● Dataset rows:
-- start --
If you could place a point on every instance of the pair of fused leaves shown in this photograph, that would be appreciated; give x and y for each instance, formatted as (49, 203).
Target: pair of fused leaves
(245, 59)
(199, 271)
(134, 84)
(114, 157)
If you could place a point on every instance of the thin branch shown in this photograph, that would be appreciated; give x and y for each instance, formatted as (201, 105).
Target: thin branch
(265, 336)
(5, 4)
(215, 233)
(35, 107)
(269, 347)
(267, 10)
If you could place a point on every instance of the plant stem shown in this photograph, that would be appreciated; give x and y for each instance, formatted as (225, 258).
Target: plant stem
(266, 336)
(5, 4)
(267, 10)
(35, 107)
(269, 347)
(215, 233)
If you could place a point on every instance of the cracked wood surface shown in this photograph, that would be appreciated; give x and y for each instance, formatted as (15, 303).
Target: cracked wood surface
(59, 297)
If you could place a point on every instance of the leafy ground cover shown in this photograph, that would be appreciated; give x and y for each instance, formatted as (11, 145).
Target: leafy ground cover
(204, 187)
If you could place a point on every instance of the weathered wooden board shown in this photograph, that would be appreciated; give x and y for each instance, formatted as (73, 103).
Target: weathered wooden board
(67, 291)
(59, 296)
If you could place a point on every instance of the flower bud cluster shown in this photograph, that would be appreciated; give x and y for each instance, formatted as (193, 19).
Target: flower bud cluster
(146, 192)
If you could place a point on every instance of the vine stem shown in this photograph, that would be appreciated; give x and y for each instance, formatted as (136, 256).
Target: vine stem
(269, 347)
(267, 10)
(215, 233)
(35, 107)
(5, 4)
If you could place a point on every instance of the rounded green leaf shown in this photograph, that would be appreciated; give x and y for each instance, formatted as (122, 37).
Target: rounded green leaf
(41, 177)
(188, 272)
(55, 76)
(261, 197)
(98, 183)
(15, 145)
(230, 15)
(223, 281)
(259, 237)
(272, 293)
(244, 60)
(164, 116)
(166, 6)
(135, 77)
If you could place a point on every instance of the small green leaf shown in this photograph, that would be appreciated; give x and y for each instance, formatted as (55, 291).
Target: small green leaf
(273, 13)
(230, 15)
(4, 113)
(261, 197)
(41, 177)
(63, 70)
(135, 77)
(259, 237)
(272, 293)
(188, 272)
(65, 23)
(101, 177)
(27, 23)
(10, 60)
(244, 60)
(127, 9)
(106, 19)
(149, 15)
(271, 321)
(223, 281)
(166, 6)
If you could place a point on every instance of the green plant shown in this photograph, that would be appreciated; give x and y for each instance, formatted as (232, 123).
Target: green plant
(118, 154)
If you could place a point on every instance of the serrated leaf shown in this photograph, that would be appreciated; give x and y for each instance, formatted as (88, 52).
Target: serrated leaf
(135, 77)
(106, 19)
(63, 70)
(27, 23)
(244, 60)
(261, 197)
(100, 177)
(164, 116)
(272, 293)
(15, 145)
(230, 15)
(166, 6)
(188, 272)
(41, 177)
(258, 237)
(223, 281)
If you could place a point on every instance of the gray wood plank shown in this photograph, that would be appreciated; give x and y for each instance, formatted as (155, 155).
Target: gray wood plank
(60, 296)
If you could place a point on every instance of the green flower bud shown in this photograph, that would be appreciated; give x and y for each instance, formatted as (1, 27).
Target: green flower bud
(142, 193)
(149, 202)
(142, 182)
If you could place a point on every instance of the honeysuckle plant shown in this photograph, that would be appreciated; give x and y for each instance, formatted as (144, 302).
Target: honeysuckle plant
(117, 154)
-- end --
Rewrite all of the material above, swapping "instance" for "occurrence" at every occurrence and leaving everything else untouched.

If you could place a point on every occurrence of the pair of fused leaves shown in this photograph, that would be appreciated; give x and y for each occurrence, formatted as (49, 203).
Target: pair of fused leaves
(245, 59)
(199, 271)
(134, 84)
(114, 157)
If you could place a point on every occurrence of the thin branch shown in this photograph, that would be appreciated; give x and y for each occurrence, formatted as (201, 105).
Target: thin branch
(265, 336)
(5, 4)
(215, 233)
(35, 107)
(269, 347)
(267, 10)
If you could place a point on every occurrence of the plant stem shown in this photograph, that would be appreciated; give x and y for each occurrence, formatted as (225, 258).
Target: plant stem
(266, 336)
(5, 4)
(267, 10)
(35, 107)
(269, 347)
(215, 233)
If you could place a point on every occurrence of the cracked wood surface shown in this photograph, that would be appreciated; give x and y for each occurrence, formatted as (15, 303).
Target: cracked wood surface
(59, 297)
If you could place a point on every occurrence of the leafy ground cover shown in this photograph, that would be appreciated; give x and y for each occurrence, formatted as (11, 145).
Target: leafy ground cover
(204, 187)
If you could place a point on every occurrence of the weathered wooden board shown in this photograph, that would be appreciated; give x and y for each occurrence, formatted as (73, 103).
Target: weathered wooden board
(67, 291)
(59, 296)
If you could place a point on every occurrence of the flower bud cluster shown in this photograph, that would be appreciated; give x and y for each occurrence, formatted as (193, 19).
Target: flower bud cluster
(146, 192)
If you could place a point on every occurrence of the vine stem shown in this photograph, that would be appreciated; give x and y for each occurrence, formatted as (136, 256).
Target: vine stem
(269, 347)
(267, 10)
(215, 233)
(35, 107)
(5, 4)
If you could place a point on every occurrence of the rounded green leaf shown in this photograph, that would be appreciated; give x and y for each occurrence, formatted as (122, 37).
Target: rounded green leaf
(41, 177)
(188, 272)
(55, 76)
(261, 197)
(98, 183)
(15, 145)
(230, 15)
(223, 281)
(259, 237)
(272, 293)
(244, 60)
(164, 116)
(166, 6)
(135, 77)
If you could place a point on every occurrence of the small green leaf shown in this photograph, that would be appreciated; give x and y for each occurrence, formatted as (55, 291).
Target: small green leaf
(273, 13)
(230, 15)
(4, 113)
(261, 197)
(41, 177)
(63, 70)
(135, 77)
(259, 237)
(272, 293)
(188, 272)
(65, 23)
(101, 177)
(27, 23)
(10, 60)
(244, 60)
(127, 9)
(106, 19)
(149, 15)
(271, 321)
(223, 281)
(166, 6)
If you could place a point on every occurrence of the green plant shown in this photograph, that would be appreciated; give x and y for each occurrence, formatted as (232, 123).
Target: green plant
(118, 154)
If you could place a point on every occurrence of the serrated leaf shown in this photograph, that would be appreciated; give x and y for each occurrence, formatted as (88, 52).
Target: serrated leaf
(135, 77)
(106, 19)
(63, 70)
(27, 23)
(244, 60)
(261, 197)
(100, 177)
(164, 116)
(272, 293)
(15, 145)
(230, 15)
(166, 6)
(188, 272)
(41, 177)
(258, 237)
(223, 281)
If you could place a point on every occurrence of the gray wood plank shown in this photograph, that would be appreciated; give x and y for each occurrence, formatted as (155, 155).
Target: gray wood plank
(60, 296)
If you could place a point on every occurrence of the green flower bud shown in this photograph, that would be appreciated; give x and y for each occurrence, formatted as (1, 27).
Target: green flower bud
(142, 193)
(149, 202)
(142, 182)
If you could place a point on every occurrence of the honeysuckle plant shown in this photograph, that would be appreciated; give x and y for each occurrence, formatted as (144, 302).
Target: honeysuckle plant
(117, 154)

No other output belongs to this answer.